===== EXERCISE INPUTS

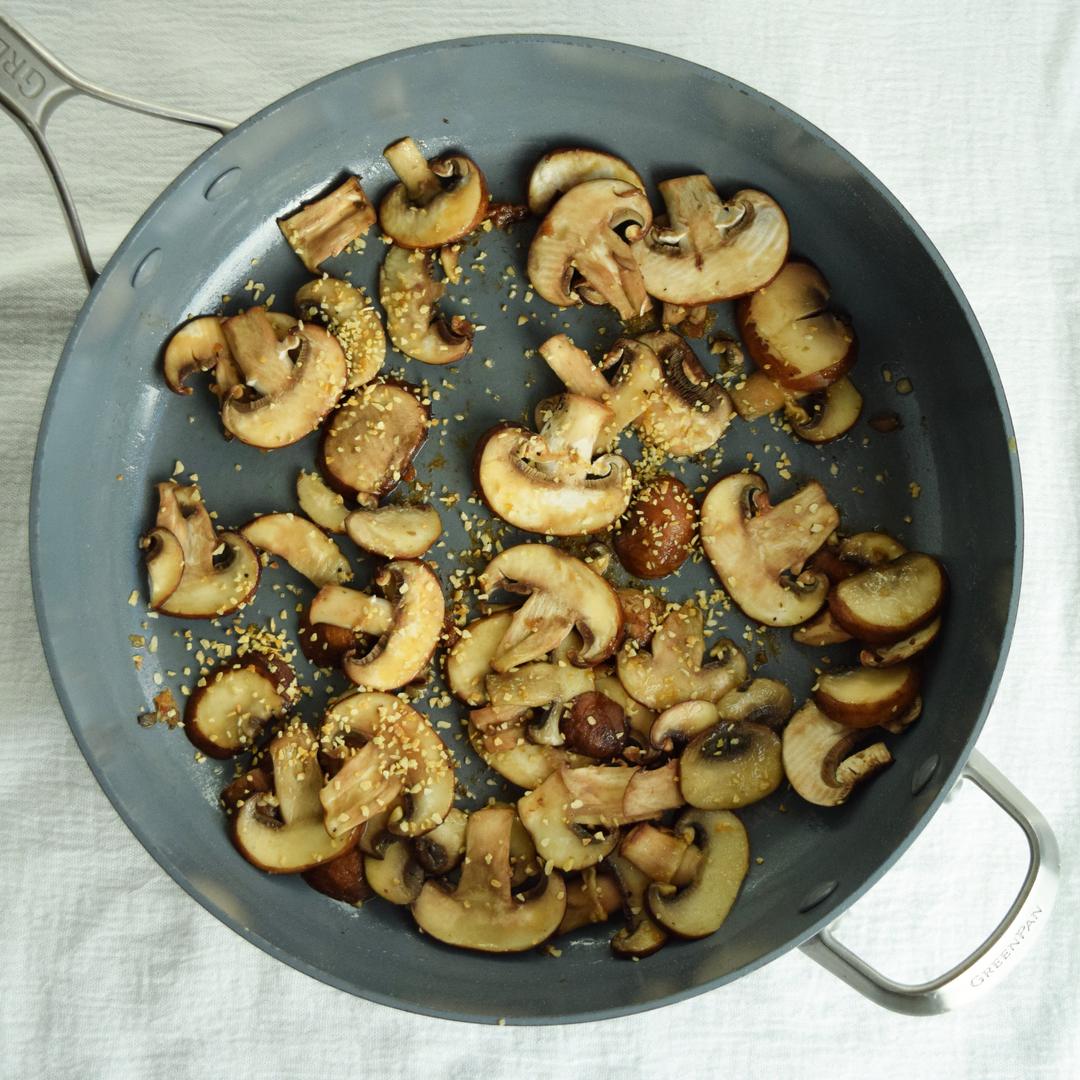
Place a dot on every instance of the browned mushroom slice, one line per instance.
(759, 550)
(821, 759)
(642, 935)
(394, 874)
(370, 441)
(674, 671)
(637, 380)
(581, 237)
(395, 531)
(409, 295)
(661, 854)
(483, 913)
(558, 171)
(292, 397)
(690, 410)
(564, 593)
(402, 754)
(327, 226)
(887, 656)
(284, 834)
(302, 544)
(827, 414)
(791, 333)
(731, 765)
(232, 705)
(821, 630)
(197, 346)
(700, 907)
(711, 250)
(321, 503)
(864, 697)
(887, 603)
(592, 896)
(550, 483)
(469, 659)
(436, 202)
(220, 569)
(404, 651)
(351, 318)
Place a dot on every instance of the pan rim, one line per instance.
(831, 913)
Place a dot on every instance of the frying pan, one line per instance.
(504, 100)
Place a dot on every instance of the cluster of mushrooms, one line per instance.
(633, 746)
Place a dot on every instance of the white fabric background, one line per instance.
(970, 112)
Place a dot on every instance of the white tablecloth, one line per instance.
(970, 112)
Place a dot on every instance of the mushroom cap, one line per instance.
(550, 483)
(403, 652)
(711, 250)
(558, 171)
(316, 381)
(448, 201)
(758, 551)
(482, 912)
(409, 295)
(591, 603)
(579, 235)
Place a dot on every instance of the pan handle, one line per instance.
(34, 82)
(996, 956)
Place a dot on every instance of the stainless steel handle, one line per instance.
(34, 82)
(997, 956)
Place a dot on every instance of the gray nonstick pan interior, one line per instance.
(504, 102)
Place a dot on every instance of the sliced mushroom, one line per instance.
(866, 697)
(887, 656)
(469, 659)
(292, 397)
(351, 318)
(700, 908)
(690, 410)
(592, 896)
(482, 913)
(822, 629)
(558, 171)
(321, 503)
(637, 380)
(327, 226)
(711, 250)
(661, 854)
(403, 755)
(395, 874)
(731, 765)
(642, 935)
(673, 671)
(436, 202)
(403, 652)
(887, 603)
(820, 757)
(370, 441)
(655, 537)
(302, 544)
(341, 879)
(409, 295)
(580, 243)
(284, 833)
(759, 550)
(395, 531)
(550, 483)
(440, 850)
(791, 333)
(232, 704)
(563, 592)
(220, 569)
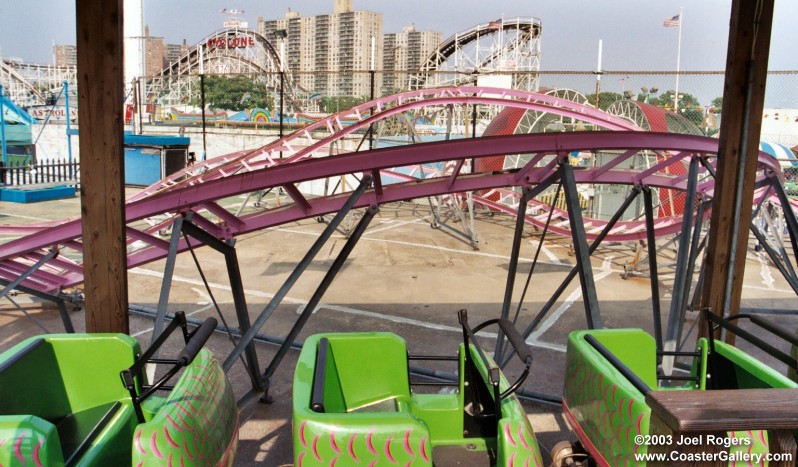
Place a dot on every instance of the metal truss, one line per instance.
(29, 84)
(504, 46)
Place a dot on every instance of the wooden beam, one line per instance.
(743, 101)
(100, 90)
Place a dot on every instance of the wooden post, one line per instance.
(743, 101)
(100, 90)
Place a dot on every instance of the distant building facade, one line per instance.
(330, 54)
(405, 51)
(157, 54)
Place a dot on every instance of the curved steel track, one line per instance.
(204, 190)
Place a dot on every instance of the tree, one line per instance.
(235, 92)
(686, 101)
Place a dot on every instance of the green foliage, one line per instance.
(686, 101)
(337, 103)
(235, 92)
(717, 105)
(605, 99)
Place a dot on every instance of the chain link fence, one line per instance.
(283, 102)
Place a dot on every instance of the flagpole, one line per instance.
(678, 60)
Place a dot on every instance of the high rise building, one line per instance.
(405, 52)
(154, 53)
(331, 54)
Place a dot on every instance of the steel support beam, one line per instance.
(520, 220)
(573, 272)
(68, 327)
(656, 310)
(682, 260)
(581, 250)
(741, 122)
(166, 283)
(237, 289)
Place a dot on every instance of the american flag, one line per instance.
(671, 22)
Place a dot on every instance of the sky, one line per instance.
(632, 33)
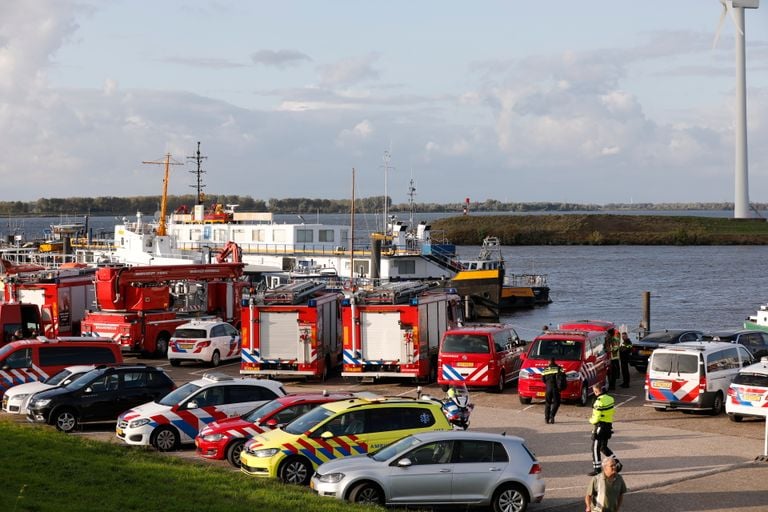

==========

> [GOAL]:
Rewrite all of the items above with "Place a dot on" changed to "Put a point on" wherever it occurs, keeping everything else the same. Leave the pictures out of your version.

> [ANSWER TO THIS EXERCISE]:
Put a point on every instance of the browned mushroom slice, one line per instance.
(759, 550)
(821, 759)
(642, 935)
(394, 874)
(370, 441)
(674, 671)
(637, 380)
(581, 237)
(395, 531)
(409, 295)
(661, 854)
(483, 913)
(558, 171)
(292, 397)
(690, 410)
(564, 593)
(402, 754)
(327, 226)
(887, 656)
(284, 834)
(302, 544)
(827, 414)
(791, 333)
(731, 765)
(232, 705)
(821, 630)
(197, 346)
(700, 907)
(711, 250)
(321, 503)
(864, 697)
(887, 603)
(592, 896)
(550, 483)
(469, 659)
(436, 202)
(220, 569)
(404, 651)
(351, 318)
Put a point on every instance of the pan rim, one line per instance.
(831, 913)
Put a point on every instance of the frying pan, one line per instance.
(504, 100)
Put a point on every instance of the cluster of mushrooms, one line per instance.
(633, 746)
Put a point on every instance of the white fabric background, one line per instance.
(970, 112)
Put a point on every instance of the white tablecloth, one line per instance.
(970, 112)
Put a point on every instance of the mushroom cap, one line per instance.
(550, 483)
(403, 652)
(711, 250)
(558, 171)
(316, 381)
(448, 201)
(758, 551)
(482, 912)
(409, 295)
(591, 603)
(579, 235)
Put a point on every instance of the pan handle, one line per instance.
(34, 82)
(996, 956)
Put a point on every instance of the stainless steel handle, one line per instance.
(34, 82)
(997, 956)
Put a point on every instance of the gray nonstick pan interior, one line per instance.
(504, 102)
Put a point on every instance of the sliced mushroom, one line per instance.
(866, 697)
(887, 656)
(469, 659)
(292, 397)
(351, 318)
(700, 908)
(690, 410)
(592, 896)
(482, 913)
(822, 629)
(558, 171)
(321, 503)
(637, 380)
(327, 226)
(711, 250)
(661, 854)
(403, 755)
(395, 874)
(731, 765)
(642, 935)
(673, 671)
(436, 202)
(403, 652)
(887, 603)
(820, 757)
(370, 441)
(655, 537)
(302, 544)
(341, 879)
(409, 295)
(580, 243)
(284, 833)
(759, 550)
(395, 531)
(550, 483)
(440, 850)
(791, 333)
(232, 704)
(563, 592)
(220, 569)
Put a point on every instance of the metal truss, one line per instance.
(29, 84)
(504, 46)
Put a point on every instance of the wooden beam, one line per instance.
(743, 101)
(100, 90)
Put a point on every instance of the wooden post, one line per instance.
(743, 101)
(100, 90)
Put a point on every instance of the distant building facade, one line per instance.
(330, 54)
(405, 51)
(157, 54)
Put a point on every instance of the curved steel track, one line per instance.
(204, 190)
Put a point on every instance of the tree, one line per instance.
(235, 92)
(686, 101)
Put a point on every instance of the green foliage, one line per instance.
(686, 101)
(337, 103)
(235, 92)
(717, 105)
(605, 99)
Put a point on every instance of the chain link fence, one line per instance.
(283, 102)
Put a point on every instance of the flagpole, one line per instance.
(678, 60)
Put a point on every instance of the high rise building, one line per instance.
(405, 52)
(154, 53)
(331, 54)
Put a point on every instance of the steel support beam, one line per instance.
(520, 220)
(573, 272)
(68, 327)
(656, 310)
(682, 260)
(581, 250)
(741, 122)
(166, 283)
(237, 289)
Put a point on every instance of the american flag, one line per instance.
(671, 22)
Put a point on every instance of the sky, one line per instance.
(632, 33)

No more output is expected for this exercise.